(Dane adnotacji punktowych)
-*-*-

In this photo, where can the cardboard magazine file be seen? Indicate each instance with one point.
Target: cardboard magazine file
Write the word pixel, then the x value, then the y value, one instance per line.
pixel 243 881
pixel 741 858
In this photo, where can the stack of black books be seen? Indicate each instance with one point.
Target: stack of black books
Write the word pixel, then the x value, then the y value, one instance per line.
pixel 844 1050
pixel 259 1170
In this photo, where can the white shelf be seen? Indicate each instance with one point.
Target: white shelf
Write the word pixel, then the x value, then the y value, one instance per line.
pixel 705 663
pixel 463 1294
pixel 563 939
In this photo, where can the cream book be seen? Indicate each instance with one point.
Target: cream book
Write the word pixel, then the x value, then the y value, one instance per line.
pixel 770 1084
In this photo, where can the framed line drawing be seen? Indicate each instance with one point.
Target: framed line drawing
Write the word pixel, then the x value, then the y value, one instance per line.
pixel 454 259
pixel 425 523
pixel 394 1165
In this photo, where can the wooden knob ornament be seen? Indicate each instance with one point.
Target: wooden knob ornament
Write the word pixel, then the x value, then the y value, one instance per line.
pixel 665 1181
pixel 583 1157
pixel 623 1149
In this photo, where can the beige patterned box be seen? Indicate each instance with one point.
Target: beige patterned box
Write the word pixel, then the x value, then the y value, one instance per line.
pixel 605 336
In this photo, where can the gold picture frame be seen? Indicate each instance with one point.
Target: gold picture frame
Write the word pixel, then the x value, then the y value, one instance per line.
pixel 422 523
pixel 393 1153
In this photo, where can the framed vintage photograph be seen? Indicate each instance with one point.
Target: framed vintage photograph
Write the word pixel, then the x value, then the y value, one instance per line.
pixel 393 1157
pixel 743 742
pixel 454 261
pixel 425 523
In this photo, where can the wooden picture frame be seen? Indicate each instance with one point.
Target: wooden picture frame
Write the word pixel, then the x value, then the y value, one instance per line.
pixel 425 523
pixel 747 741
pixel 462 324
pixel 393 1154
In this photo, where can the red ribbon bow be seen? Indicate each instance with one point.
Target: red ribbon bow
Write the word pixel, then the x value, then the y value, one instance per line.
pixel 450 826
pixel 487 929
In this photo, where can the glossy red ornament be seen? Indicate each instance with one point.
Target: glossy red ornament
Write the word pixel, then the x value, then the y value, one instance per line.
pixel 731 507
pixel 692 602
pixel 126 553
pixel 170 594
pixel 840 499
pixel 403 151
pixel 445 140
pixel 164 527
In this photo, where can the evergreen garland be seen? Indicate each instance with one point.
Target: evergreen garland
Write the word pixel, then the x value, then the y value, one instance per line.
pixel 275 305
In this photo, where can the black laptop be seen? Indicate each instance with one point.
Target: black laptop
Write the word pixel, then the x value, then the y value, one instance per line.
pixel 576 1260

-*-*-

Twój cel
Skopiuj bez żadnych zmian fragment rekordów od wiersza zawierającego „In this photo, where can the evergreen” aż do samego końca rekordów, uwzględniając oba skrajne wiersze.

Poprawna odpowiedź
In this photo, where can the evergreen garland be seen? Indicate each instance with one point.
Target: evergreen garland
Write the word pixel, then the x value, then the y value, one instance per line.
pixel 275 305
In this photo, where can the black laptop be seen? Indicate each instance with one point.
Target: black laptop
Write the word pixel, then the x value, then the y value, one instance per line.
pixel 576 1260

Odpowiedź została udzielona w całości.